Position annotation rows
*-*-*
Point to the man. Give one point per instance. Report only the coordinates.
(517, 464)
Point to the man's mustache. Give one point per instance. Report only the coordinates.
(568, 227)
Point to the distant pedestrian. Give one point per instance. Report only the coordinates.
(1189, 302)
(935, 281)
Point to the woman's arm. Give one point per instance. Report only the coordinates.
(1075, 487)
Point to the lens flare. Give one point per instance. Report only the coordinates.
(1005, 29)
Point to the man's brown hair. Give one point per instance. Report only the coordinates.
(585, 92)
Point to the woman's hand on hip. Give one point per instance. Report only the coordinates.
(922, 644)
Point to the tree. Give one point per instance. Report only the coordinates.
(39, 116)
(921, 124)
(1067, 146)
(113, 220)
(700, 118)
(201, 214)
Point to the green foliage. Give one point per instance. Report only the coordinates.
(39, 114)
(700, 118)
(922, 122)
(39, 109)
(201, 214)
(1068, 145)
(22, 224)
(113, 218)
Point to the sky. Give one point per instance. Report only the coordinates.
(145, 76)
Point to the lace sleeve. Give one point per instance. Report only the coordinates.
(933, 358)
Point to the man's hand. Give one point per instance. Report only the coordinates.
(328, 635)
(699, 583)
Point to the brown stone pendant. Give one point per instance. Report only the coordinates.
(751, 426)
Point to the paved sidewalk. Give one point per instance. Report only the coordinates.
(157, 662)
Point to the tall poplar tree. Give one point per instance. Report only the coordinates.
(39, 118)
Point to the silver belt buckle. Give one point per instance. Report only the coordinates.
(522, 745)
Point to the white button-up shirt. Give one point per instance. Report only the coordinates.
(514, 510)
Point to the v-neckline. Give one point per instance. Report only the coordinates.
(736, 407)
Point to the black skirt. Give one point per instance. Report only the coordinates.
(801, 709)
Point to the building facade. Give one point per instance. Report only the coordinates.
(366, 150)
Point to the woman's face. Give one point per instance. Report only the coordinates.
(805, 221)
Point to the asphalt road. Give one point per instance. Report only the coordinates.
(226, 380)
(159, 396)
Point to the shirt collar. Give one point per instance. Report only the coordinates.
*-*-*
• **TASK TO CARRY OUT**
Rewrite all the rows above, substituting "point locations" for every occurrence of "coordinates" and leaving everything else unchanged.

• **COMPLETE ANSWER**
Point to the man. Give one point per instance. Report only the point locations.
(517, 464)
Point to the man's mustache. Give one point per instance. Report only the point locations.
(568, 227)
Point to the distant pedestrian. Give one point per instance. Report only the point locations.
(1189, 302)
(935, 281)
Point to the woman's arm. Give one point per instance. Report only the point locations.
(1075, 487)
Point to the lens flare. Give one point per instance. Report only the point locations.
(1005, 29)
Point to the man's brown hair. Give one point per instance. Report only the point locations.
(585, 92)
Point to the woman's hand on hip. Give one point per instance. Report only the point locations.
(922, 644)
Point to the tree. Give one point per instance. Report only the point locations.
(39, 116)
(921, 124)
(1067, 146)
(113, 220)
(700, 118)
(201, 214)
Point to the green foliage. Give one point per instance. Report only the point locations.
(39, 114)
(700, 118)
(922, 122)
(39, 109)
(201, 214)
(1068, 145)
(22, 224)
(113, 218)
Point to the sky. Give one point per instance. Report only the point locations.
(145, 76)
Point to the lace sleeve. Give one point per instance. Report only the point locations.
(933, 358)
Point to the man's hand. Give one point per instance. Report only the point locations.
(328, 635)
(699, 583)
Point to the brown stone pendant. Give one point per instance. Report only the point locations.
(751, 426)
Point to the paved sidewalk. Give one point per instance. Report only the point locations.
(157, 662)
Point to the tall poplar tree. Give one point per instance. Report only the point locations.
(39, 118)
Point to the silver belt buckle. Give one point per instance. Report only the point locations.
(522, 745)
Point to the white button-up shirt. Give one point per instance. Report only the point locations.
(514, 510)
Point to the v-neckline. Give one point per instance. Report only the point locations.
(736, 407)
Point to the black skirt. Give one point per instance. Report only the point locations.
(801, 709)
Point to the building facade. Give one point per instance. Report only the point locations.
(366, 150)
Point to the woman's face. Give one point per instance. Report only the point locations.
(805, 221)
Point to the asphalt road. Give one point per instance. Report only the point locations.
(226, 380)
(159, 396)
Point to the shirt collar. Give one point per instance. Report only the point locations.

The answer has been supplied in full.